== PASSAGE

Yale University Commits $100M to Multi-Disciplinary Nanoscience Institute
Yale University has formally launched its Yale Institute for Nanoscience & Quantum Engineering, citing more than $100 million in financial commitments. The Yale institute aims to focus on six nano-related disciplines: molecular electronics, quantum information processing, soft-materials chemistry, nanoparticles, photonics, and nanoscale biomedical engineering.
Yale's dean of engineering Paul Fleury says "uture begins at the intersection of biotechnology and quantum science."
The development of "bridging" research programs to link current investigations and maximize interdisciplinary collaboration will be given highest priority, according to a Yale spokesperson.
Some 60 faculty members across ten Yale departments will form the initial intellectual base, and later provide expertise as more faculty are drawn into this new area of inquiry.
"An important path to the future begins at the intersection of biotechnology and quantum science," explains Paul Fleury, Yale's dean of engineering. 'We seek to understand and control how materials and devices can be assembled and how their functions can be programmed from the atoms up."
NanoBiology Momentum at Yale
News of the Yale’s multi-disciplinary nanotechnology investment follows by a few weeks news that a team of Yale biomedical engineers and cell biologists received a $1-million award from the National Science Foundation to develop “smart nanoparticles” for the delivery of vaccines.
Led by Tarek Fahmy, assistant professor of biomedical engineering, the team will apply the two-year, Nanoscale Interdisciplinary Research Team (NIRT) funding to develop a new class of nanomaterials with properties that mimic biological vectors like bacteria and viruses.
“While previous research has shown that safe, biocompatible materials can be engineered into nanoparticles that contain drugs or vaccines, we will develop new materials for vectors that interact specifically and predictably with cells,” said Fahmy. “Our nanosystems will be designed to evade the normal barriers and stimulate antigen-presenting cells of the immune system.”

====

**WHAT TO PRODUCE**.
According to the Yale nanoscience article, about how many faculty members will form the new institute's initial intellectual base, and from how many departments?

== LISTED ENTRIES

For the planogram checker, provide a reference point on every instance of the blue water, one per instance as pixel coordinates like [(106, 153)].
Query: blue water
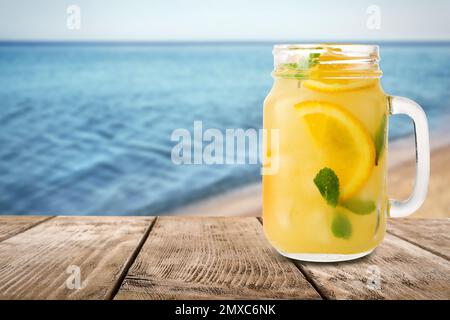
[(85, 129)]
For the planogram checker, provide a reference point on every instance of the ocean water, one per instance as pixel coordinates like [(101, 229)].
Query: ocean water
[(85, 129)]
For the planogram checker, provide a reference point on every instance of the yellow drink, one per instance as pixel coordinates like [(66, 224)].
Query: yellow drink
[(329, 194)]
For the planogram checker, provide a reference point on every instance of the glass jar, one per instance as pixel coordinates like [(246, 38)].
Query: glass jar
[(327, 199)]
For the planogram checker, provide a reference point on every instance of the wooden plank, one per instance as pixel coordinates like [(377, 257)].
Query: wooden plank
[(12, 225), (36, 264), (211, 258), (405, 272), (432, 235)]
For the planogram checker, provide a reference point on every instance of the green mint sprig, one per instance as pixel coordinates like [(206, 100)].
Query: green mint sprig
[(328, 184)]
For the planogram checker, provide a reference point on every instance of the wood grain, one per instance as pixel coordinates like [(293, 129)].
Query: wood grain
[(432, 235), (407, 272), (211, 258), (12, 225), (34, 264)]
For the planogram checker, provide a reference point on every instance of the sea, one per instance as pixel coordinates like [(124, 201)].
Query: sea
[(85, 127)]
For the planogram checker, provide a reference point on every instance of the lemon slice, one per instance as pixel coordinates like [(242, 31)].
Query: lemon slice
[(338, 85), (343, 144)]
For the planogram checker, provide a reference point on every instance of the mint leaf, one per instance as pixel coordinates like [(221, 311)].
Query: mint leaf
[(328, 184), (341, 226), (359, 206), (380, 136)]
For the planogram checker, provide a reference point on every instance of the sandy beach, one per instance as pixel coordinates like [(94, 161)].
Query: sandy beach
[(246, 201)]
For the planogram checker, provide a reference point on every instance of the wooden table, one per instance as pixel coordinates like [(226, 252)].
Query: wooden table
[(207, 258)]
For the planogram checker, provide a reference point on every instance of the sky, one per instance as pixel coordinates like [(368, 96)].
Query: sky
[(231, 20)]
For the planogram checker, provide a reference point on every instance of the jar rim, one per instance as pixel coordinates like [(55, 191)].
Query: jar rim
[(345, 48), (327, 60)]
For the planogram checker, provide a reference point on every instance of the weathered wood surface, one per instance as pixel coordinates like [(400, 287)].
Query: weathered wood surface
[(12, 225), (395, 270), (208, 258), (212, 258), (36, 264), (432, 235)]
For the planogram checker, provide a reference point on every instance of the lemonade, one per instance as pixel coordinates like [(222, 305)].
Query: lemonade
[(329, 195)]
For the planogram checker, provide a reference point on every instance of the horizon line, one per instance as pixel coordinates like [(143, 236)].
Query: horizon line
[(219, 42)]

====

**TASK RESULT**.
Some 60 faculty members from ten Yale departments.